> EXERCISE INSTRUCTIONS
Rewrite the material below, replacing every occurrence of "The component" with "The system" and leaving all other text unchanged.

> INFORMATION SUPPLIED
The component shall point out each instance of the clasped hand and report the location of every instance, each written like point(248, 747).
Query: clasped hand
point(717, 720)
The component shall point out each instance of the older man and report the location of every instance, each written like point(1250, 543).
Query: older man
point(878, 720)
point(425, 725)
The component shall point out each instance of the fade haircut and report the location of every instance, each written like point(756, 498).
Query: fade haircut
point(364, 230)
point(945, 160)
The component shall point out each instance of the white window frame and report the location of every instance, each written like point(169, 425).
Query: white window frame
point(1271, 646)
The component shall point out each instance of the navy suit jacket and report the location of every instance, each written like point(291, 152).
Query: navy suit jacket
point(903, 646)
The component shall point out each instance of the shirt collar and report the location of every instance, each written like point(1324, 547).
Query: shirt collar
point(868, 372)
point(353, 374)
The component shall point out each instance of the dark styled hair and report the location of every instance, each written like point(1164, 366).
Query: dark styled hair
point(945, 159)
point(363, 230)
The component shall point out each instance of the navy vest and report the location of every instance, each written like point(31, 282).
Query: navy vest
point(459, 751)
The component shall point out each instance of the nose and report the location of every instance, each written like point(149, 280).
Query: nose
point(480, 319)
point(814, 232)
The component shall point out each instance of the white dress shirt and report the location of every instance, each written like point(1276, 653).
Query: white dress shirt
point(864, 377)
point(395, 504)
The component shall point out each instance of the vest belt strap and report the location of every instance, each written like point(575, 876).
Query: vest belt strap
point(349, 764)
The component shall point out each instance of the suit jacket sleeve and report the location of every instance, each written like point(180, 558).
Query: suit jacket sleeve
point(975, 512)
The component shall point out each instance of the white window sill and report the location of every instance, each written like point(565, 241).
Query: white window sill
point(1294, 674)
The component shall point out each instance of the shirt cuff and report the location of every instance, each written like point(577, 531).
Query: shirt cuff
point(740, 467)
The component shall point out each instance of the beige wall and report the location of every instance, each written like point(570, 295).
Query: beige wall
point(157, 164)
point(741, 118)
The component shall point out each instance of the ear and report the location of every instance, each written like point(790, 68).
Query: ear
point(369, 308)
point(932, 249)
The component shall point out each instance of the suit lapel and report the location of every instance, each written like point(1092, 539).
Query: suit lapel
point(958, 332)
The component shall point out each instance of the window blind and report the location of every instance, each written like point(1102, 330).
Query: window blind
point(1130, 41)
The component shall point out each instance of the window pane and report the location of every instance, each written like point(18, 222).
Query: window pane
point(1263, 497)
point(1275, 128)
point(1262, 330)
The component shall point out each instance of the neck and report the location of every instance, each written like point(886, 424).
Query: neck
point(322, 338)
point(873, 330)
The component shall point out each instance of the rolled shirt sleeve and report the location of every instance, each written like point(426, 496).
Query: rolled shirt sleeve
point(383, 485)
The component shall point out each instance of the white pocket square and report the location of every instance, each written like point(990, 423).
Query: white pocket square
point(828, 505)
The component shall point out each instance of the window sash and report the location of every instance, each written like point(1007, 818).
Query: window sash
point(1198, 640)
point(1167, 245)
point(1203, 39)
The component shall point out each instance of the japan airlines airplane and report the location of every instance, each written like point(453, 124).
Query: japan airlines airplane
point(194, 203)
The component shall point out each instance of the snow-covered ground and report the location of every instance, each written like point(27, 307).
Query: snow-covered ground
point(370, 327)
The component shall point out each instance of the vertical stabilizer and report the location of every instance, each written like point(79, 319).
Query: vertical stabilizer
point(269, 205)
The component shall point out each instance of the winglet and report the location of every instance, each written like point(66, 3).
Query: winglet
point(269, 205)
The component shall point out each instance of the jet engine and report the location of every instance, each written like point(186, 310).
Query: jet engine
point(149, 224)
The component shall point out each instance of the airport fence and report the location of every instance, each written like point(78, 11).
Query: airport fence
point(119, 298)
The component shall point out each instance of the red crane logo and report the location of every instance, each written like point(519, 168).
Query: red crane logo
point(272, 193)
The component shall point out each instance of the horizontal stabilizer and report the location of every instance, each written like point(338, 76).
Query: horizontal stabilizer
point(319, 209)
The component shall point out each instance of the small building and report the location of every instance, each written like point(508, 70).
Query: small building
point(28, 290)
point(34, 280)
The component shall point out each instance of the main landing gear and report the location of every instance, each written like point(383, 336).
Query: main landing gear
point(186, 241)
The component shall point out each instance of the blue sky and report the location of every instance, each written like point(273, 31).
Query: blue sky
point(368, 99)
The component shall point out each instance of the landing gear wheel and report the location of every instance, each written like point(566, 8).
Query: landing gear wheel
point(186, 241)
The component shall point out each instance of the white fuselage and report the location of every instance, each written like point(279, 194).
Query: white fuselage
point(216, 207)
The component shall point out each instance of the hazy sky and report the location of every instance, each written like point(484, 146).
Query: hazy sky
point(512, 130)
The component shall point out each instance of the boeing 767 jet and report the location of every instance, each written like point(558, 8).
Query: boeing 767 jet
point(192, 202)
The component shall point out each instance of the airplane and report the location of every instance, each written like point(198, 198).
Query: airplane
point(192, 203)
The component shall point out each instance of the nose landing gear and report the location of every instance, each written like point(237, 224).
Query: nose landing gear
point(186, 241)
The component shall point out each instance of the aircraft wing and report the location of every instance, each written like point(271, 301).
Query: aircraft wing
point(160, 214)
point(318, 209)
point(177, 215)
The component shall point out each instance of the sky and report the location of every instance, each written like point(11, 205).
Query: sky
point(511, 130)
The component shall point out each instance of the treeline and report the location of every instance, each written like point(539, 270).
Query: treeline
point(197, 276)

> THE RESULT
The system shall point out each instance of the clasped hand and report the location of every instance, each written like point(248, 747).
Query: clasped hand
point(717, 720)
The system shall point out each instance of the older man and report the location of every instance, each written like point(1250, 543).
Query: older man
point(878, 720)
point(425, 725)
The system shall point out each instance of the fade haircut and report the location of every instance, each written like point(756, 498).
Query: fade haircut
point(364, 230)
point(945, 160)
The system shall point out each instance of the white window frame and report the location of every instance, each written like point(169, 425).
Query: white window frame
point(1271, 646)
The system shall point out each instance of the navy suit jacket and report the location of every instance, each written like point(291, 152).
Query: navy suit jacket
point(903, 646)
The system shall point out each instance of the shirt collar and report the location of every instance, each written like point(1324, 547).
Query: shirt collar
point(868, 372)
point(353, 374)
The system shall point out each instance of the dark styled hair and report the location of every instance, each written like point(1164, 366).
Query: dark styled hair
point(945, 159)
point(363, 230)
The system shall point out each instance of the navy vest and report the location of every instance, each written like point(31, 282).
Query: navy vest
point(459, 751)
The system shall point out each instance of the nose and report the location of every instance, each written like point(149, 280).
Query: nose
point(480, 319)
point(814, 232)
The system shall point out each instance of the white dress shirt and report the location of every instance, each written like point(1276, 653).
Query: white dress shirt
point(864, 377)
point(395, 504)
The system shall point out each instance of the vest belt strap and report the location of every instance, each written like point(575, 876).
Query: vest belt strap
point(349, 764)
The system shall point out each instance of the suit jacket sleeve and report the location of every instance, each written like point(180, 558).
Query: suit jacket sleeve
point(975, 512)
The system shall point out each instance of the white window sill and report the location of every instance, each written like point(565, 241).
Query: white window sill
point(1294, 674)
The system shall point out each instance of the shirt cuff and report the location of every instance, each written like point(577, 531).
Query: shirt cuff
point(740, 467)
The system shall point out each instance of the beige wall and report the location of every instance, each written like point(570, 295).
Query: beige wall
point(157, 164)
point(741, 118)
The system shall point out each instance of the ear and report the location of every instance, each written like point(790, 68).
Query: ear
point(369, 308)
point(932, 249)
The system shall point out each instance of the suit lapel and report the location of every instance, each written like point(1092, 539).
Query: suit lapel
point(958, 332)
The system shall point out each instance of the window blind and report the location of every instance, each written like point(1102, 330).
Query: window blind
point(1130, 41)
The system shall point out each instance of the window pane and report the location of every instance, each written like point(18, 222).
Query: window pane
point(1263, 497)
point(1275, 128)
point(1262, 330)
The system shall point out each instance of the neck and report the location of every instance, each written like point(886, 424).
Query: neck
point(322, 338)
point(873, 330)
The system shall point out each instance of the rolled shirt sleeve and report the location of every instance, each written like point(426, 496).
Query: rolled shirt sleeve
point(383, 485)
The system shall point out each instance of the white pocket square and report the location of every instance, each written like point(990, 423).
Query: white pocket square
point(828, 505)
The system shall point out each instance of the window sash and report the location of every instance, each written like point(1007, 818).
Query: window sash
point(1198, 640)
point(1167, 245)
point(1203, 39)
The system shall point out each instance of the japan airlines airplane and report the location of every instance, each written like point(453, 124).
Query: japan airlines airplane
point(194, 203)
The system shall point out each instance of the snow-covered ground and report the location of every instance, each written like point(27, 307).
Query: snow-covered ground
point(370, 327)
The system shall point out each instance of the vertical stabilizer and report the location of every instance, each written like point(79, 319).
Query: vertical stabilizer
point(269, 205)
The system shall point out each instance of the winglet and report the location of every instance, each written like point(66, 3).
Query: winglet
point(269, 205)
The system shall point out each instance of the jet engine and report the location of every instance, each written like point(186, 310).
Query: jet engine
point(149, 224)
The system shall point out each instance of the airport fence and report the location of every instance, each written like point(78, 11).
Query: airport fence
point(119, 298)
The system shall point out each instance of the red crane logo and report the location of every instance, each written like point(519, 168).
Query: red crane logo
point(272, 193)
The system shall point out each instance of the horizontal stabilizer and report the location of every instance, each written like point(338, 76).
Query: horizontal stabilizer
point(319, 209)
The system shall point out each instance of the small building and report the location of every instance, each written like point(508, 70).
Query: small building
point(28, 290)
point(34, 280)
The system shall point out each instance of the main landing gear and report the location of every instance, each written like point(383, 336).
Query: main landing gear
point(186, 241)
The system shall point out each instance of the blue sky and report the location of every instance, each written like point(273, 31).
Query: blue sky
point(368, 99)
The system shall point out each instance of the landing gear wheel and report the location of every instance, each written like point(566, 8).
Query: landing gear wheel
point(186, 241)
The system shall point out each instance of the white fuselage and report the location of every instance, each written like point(279, 194).
Query: white fuselage
point(216, 207)
The system shall point out each instance of the hazy sky and report the location of every instance, each written like point(484, 146).
Query: hazy sky
point(512, 130)
The system shall point out each instance of the boeing 767 jet and report the location of every instance, each written like point(558, 8).
Query: boeing 767 jet
point(192, 202)
The system shall point out each instance of the airplane and report the location of every instance, each written like point(198, 198).
Query: airplane
point(192, 203)
The system shall point out each instance of the nose landing gear and report the location of every instance, each written like point(237, 224).
Query: nose landing gear
point(186, 241)
The system shall point out each instance of the aircraft wing and report the location of every instance, each written like point(271, 301).
Query: aircraft wing
point(160, 214)
point(318, 209)
point(177, 215)
The system shall point out each instance of the sky and report the location of every instance, each written like point(11, 205).
Query: sky
point(511, 130)
The system shall point out each instance of the treeline and report the location of every instance, each written like point(539, 270).
Query: treeline
point(197, 276)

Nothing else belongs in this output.